Output should begin at the line holding "Would you mind pointing out the blue cap" and end at the last line of the entries; print those lines verbatim and no others.

╭─ GIVEN DATA

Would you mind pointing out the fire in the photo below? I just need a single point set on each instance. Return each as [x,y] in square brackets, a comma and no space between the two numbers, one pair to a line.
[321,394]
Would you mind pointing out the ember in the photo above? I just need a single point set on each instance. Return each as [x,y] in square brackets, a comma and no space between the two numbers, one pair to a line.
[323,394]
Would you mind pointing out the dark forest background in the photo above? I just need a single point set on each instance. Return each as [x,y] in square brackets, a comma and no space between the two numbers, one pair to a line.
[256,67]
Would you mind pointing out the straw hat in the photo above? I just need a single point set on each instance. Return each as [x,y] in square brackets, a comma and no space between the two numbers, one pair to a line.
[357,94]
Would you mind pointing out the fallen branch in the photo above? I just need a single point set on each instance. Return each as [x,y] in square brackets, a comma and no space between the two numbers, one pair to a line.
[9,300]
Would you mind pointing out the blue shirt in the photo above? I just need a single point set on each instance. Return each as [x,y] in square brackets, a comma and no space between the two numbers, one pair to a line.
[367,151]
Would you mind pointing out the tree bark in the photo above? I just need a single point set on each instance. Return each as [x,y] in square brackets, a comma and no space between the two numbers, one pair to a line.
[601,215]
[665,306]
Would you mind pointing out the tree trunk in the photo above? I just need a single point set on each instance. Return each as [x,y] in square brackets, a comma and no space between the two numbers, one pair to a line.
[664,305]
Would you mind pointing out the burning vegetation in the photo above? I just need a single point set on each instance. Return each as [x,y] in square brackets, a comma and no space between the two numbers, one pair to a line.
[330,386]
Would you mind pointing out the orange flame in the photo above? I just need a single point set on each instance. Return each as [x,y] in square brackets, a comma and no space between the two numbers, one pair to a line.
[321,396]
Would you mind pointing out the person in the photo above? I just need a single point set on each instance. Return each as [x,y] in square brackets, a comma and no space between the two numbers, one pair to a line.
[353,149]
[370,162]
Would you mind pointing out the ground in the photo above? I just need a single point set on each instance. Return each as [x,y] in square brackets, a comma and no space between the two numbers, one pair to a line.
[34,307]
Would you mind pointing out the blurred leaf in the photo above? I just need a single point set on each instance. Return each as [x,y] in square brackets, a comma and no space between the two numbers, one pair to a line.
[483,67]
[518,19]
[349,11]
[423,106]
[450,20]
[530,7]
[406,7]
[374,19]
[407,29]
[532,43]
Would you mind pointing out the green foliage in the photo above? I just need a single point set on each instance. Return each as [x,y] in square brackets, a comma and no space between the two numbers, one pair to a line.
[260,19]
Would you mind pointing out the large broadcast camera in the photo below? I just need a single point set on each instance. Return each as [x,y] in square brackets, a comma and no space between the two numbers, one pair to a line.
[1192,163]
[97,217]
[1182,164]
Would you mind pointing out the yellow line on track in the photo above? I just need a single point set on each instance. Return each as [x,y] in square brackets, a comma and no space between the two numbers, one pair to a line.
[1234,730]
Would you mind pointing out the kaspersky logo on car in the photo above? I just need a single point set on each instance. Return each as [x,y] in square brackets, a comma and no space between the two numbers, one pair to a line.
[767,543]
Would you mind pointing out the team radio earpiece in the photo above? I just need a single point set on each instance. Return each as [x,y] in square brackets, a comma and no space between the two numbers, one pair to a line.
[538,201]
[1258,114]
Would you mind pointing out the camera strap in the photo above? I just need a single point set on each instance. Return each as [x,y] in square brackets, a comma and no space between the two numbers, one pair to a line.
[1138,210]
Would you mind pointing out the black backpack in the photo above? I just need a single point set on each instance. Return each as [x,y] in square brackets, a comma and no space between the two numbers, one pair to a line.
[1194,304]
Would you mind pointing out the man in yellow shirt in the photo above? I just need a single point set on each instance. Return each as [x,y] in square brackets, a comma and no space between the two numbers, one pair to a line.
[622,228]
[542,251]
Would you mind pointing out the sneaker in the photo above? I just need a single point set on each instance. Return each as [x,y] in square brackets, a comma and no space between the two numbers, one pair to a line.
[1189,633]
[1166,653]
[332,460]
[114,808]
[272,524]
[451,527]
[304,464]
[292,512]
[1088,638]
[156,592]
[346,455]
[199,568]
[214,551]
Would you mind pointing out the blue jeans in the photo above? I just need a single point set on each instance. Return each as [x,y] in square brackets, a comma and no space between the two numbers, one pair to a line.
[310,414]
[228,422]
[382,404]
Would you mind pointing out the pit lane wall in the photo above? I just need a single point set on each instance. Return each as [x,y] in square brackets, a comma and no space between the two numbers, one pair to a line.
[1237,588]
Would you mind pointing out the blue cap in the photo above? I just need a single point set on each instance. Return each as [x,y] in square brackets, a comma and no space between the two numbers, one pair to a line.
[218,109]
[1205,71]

╰─

— RESULT —
Would you mind pointing out the blue cap in the photo above? I just need a single point set on each instance. Return each as [x,y] in square brackets, a comma and no space between the two numbers, one pair to a line.
[218,109]
[1205,71]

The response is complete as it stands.